» Work item: Each record below must be written out exactly as given.

START Data extracts

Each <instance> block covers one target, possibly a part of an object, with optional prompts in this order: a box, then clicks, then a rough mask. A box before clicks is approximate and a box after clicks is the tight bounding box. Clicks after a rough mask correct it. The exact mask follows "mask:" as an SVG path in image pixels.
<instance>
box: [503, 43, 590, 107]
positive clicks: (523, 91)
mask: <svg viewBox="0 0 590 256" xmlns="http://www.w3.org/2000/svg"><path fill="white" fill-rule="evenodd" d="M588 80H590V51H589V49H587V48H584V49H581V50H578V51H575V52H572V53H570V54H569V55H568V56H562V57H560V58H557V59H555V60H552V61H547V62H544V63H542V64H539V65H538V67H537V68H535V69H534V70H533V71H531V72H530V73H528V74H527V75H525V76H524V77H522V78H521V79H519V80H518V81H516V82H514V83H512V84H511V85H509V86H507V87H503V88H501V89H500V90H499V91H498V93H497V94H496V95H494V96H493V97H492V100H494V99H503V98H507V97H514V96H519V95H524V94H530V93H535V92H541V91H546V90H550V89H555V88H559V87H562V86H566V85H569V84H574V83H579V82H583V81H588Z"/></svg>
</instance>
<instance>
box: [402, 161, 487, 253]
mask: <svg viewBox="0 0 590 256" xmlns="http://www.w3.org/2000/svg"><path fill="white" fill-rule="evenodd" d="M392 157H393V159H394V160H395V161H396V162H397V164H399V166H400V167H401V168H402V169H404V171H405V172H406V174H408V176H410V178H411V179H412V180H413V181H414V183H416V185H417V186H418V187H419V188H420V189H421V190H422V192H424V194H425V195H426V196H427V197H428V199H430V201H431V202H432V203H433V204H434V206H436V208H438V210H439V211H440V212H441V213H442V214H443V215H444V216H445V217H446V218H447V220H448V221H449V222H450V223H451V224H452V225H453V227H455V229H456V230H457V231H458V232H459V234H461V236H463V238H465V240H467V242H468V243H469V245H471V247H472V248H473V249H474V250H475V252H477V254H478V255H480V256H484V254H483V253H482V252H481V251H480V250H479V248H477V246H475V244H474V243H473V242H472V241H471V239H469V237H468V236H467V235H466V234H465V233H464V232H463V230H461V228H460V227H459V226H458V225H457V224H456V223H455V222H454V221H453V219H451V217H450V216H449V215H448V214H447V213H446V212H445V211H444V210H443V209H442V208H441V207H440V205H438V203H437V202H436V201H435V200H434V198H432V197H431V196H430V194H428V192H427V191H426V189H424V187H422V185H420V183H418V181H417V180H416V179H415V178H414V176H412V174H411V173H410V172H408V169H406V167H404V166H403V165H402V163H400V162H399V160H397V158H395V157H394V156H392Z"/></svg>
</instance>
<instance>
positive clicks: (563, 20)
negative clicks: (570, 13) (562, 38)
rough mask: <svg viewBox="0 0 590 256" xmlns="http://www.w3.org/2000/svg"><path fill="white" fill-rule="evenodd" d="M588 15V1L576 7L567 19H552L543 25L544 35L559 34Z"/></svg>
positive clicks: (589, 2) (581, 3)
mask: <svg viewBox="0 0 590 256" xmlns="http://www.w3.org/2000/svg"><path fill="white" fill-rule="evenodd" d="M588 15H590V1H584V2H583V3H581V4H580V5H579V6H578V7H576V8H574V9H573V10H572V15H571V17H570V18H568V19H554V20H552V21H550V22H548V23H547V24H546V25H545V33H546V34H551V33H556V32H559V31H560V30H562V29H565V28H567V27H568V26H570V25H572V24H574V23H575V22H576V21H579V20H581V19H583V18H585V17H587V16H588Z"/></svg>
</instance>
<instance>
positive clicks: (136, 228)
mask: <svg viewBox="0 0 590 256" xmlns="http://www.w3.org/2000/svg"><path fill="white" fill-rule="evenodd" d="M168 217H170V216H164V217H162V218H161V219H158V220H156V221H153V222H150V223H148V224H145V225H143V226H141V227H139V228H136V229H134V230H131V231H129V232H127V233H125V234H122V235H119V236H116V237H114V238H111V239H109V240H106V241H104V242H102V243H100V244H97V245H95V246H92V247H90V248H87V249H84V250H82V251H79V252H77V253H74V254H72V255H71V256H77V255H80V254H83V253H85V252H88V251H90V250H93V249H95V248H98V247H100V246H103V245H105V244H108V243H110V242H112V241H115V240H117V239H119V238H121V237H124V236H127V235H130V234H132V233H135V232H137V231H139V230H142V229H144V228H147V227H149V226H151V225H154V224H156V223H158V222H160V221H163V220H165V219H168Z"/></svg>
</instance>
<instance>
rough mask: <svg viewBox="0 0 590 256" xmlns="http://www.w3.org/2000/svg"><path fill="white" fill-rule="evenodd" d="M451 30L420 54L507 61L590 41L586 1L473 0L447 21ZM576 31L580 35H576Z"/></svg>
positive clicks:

END Data extracts

» Written reply:
Each <instance> block covers one target, possibly a part of an object, with optional prompts in this order: a box, then clicks, then a rough mask. A box before clicks is approximate and a box after clicks is the tight bounding box. Clicks after a rough mask correct it. The exact mask follows "mask:" as an SVG path in image pixels.
<instance>
box: [503, 43, 590, 107]
positive clicks: (523, 91)
mask: <svg viewBox="0 0 590 256" xmlns="http://www.w3.org/2000/svg"><path fill="white" fill-rule="evenodd" d="M588 80H590V51H589V49H587V48H584V49H581V50H578V51H575V52H572V53H570V54H569V55H568V56H562V57H560V58H557V59H555V60H552V61H547V62H544V63H542V64H539V65H538V67H537V68H535V69H534V70H533V71H531V72H530V73H528V74H527V75H525V76H524V77H522V78H521V79H519V80H518V81H516V82H514V83H512V84H511V85H509V86H507V87H503V88H501V89H500V90H499V91H498V93H497V94H496V95H494V96H493V97H492V100H494V99H503V98H507V97H514V96H519V95H524V94H530V93H535V92H541V91H546V90H550V89H555V88H559V87H562V86H566V85H569V84H574V83H579V82H583V81H588Z"/></svg>
</instance>
<instance>
box: [402, 161, 487, 253]
mask: <svg viewBox="0 0 590 256" xmlns="http://www.w3.org/2000/svg"><path fill="white" fill-rule="evenodd" d="M392 157H393V159H394V160H395V161H396V162H397V164H399V166H400V167H401V168H402V169H404V171H405V172H406V174H408V176H410V178H411V179H412V180H413V181H414V183H416V185H417V186H418V187H419V188H420V189H421V190H422V192H424V194H425V195H426V196H427V197H428V199H430V201H431V202H432V203H433V204H434V206H436V208H438V210H439V211H440V212H441V213H442V214H443V215H444V216H445V217H446V218H447V220H448V221H449V222H450V223H451V224H452V225H453V227H455V229H456V230H457V231H458V232H459V234H461V236H463V238H465V240H467V242H468V243H469V245H471V247H472V248H473V249H474V250H475V252H477V254H478V255H480V256H484V254H483V253H482V252H481V251H480V250H479V248H477V246H475V244H474V243H473V242H472V241H471V239H469V237H468V236H467V235H466V234H465V233H464V232H463V230H461V228H460V227H459V226H458V225H457V224H456V223H455V222H454V221H453V219H451V217H450V216H449V215H448V214H447V213H446V212H445V211H444V210H443V209H442V208H441V207H440V205H438V203H437V202H436V201H435V200H434V198H432V197H431V196H430V194H428V192H427V191H426V189H424V187H422V185H420V183H418V181H417V180H416V179H415V178H414V176H412V174H411V173H410V172H408V169H406V167H404V166H403V165H402V163H400V162H399V160H397V158H395V157H394V156H392Z"/></svg>
</instance>
<instance>
positive clicks: (563, 20)
negative clicks: (570, 13) (562, 38)
rough mask: <svg viewBox="0 0 590 256" xmlns="http://www.w3.org/2000/svg"><path fill="white" fill-rule="evenodd" d="M588 15V1L576 7L567 19H552L543 25L544 35L559 34Z"/></svg>
positive clicks: (589, 2) (581, 3)
mask: <svg viewBox="0 0 590 256" xmlns="http://www.w3.org/2000/svg"><path fill="white" fill-rule="evenodd" d="M588 15H590V1H584V2H583V3H581V4H580V5H579V6H578V7H576V8H574V9H573V10H572V15H571V17H570V18H568V19H554V20H552V21H550V22H548V23H547V24H546V25H545V33H546V34H551V33H556V32H559V31H560V30H562V29H565V28H567V27H568V26H570V25H572V24H574V23H575V22H576V21H579V20H581V19H583V18H585V17H587V16H588Z"/></svg>
</instance>
<instance>
positive clicks: (136, 228)
mask: <svg viewBox="0 0 590 256" xmlns="http://www.w3.org/2000/svg"><path fill="white" fill-rule="evenodd" d="M168 217H170V216H164V217H162V218H161V219H158V220H156V221H153V222H150V223H148V224H145V225H143V226H141V227H139V228H136V229H134V230H131V231H129V232H127V233H125V234H122V235H119V236H116V237H114V238H111V239H109V240H106V241H104V242H102V243H100V244H97V245H95V246H92V247H90V248H87V249H84V250H82V251H79V252H77V253H74V254H72V255H71V256H77V255H80V254H83V253H85V252H88V251H90V250H93V249H95V248H98V247H100V246H103V245H105V244H108V243H110V242H112V241H115V240H117V239H119V238H121V237H124V236H127V235H130V234H132V233H135V232H137V231H139V230H142V229H144V228H147V227H149V226H151V225H154V224H156V223H158V222H160V221H163V220H165V219H168Z"/></svg>
</instance>
<instance>
rough mask: <svg viewBox="0 0 590 256" xmlns="http://www.w3.org/2000/svg"><path fill="white" fill-rule="evenodd" d="M451 30L420 54L507 61L590 41L586 1L473 0L447 21ZM576 31L580 35H576Z"/></svg>
positive clicks:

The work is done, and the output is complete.